=== Given records ===

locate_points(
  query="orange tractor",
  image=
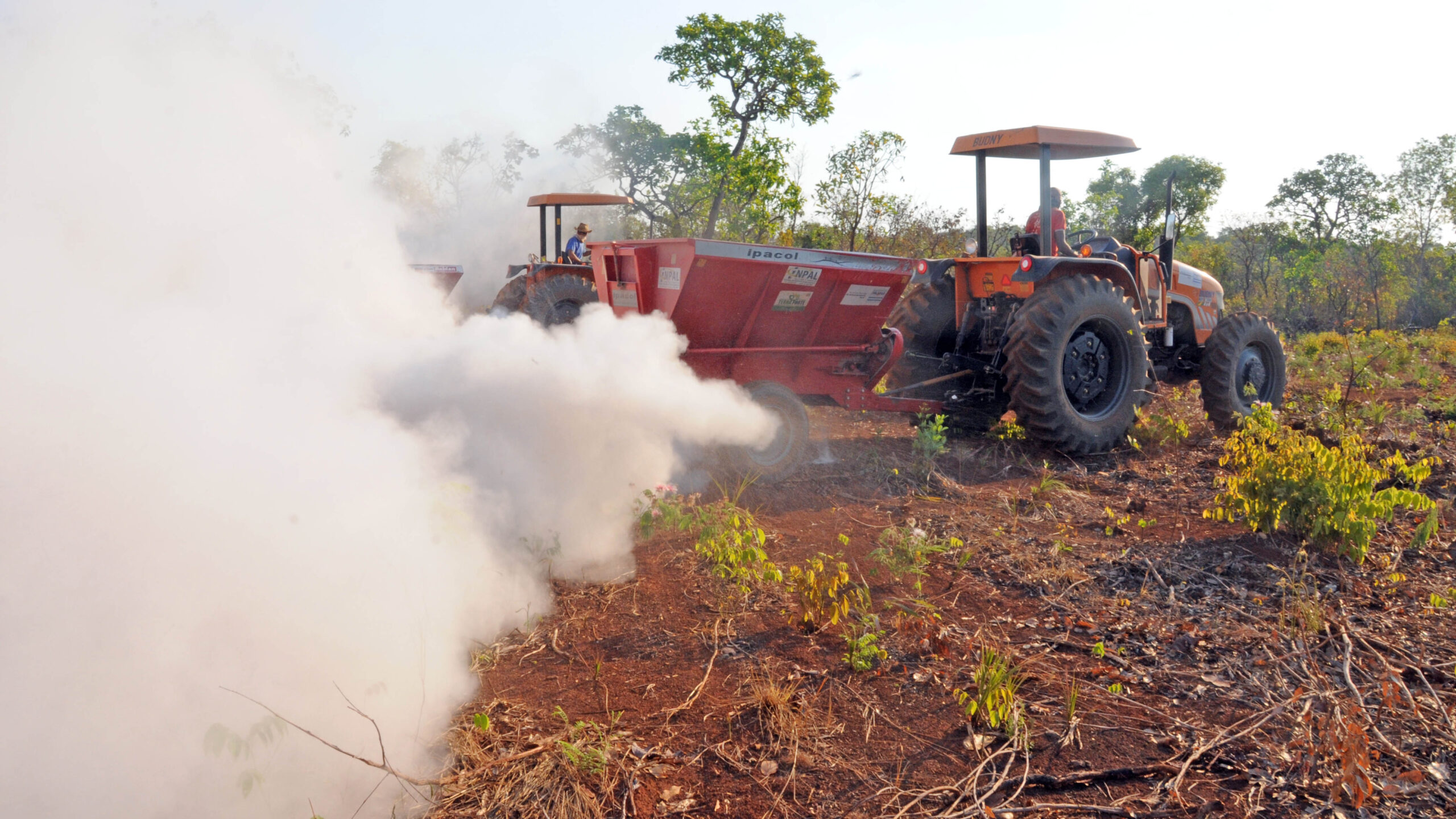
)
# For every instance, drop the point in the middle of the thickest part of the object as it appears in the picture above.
(551, 289)
(1072, 343)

===

What you are asked to do. The preceding entries should be duplicated word for word; no picture belongs in the copy.

Output of the task.
locate_points(
  query="orange tractor",
  image=
)
# For every instance, drop the point in the middle of the thickest part of the object as it appears in the picture above.
(551, 289)
(1072, 343)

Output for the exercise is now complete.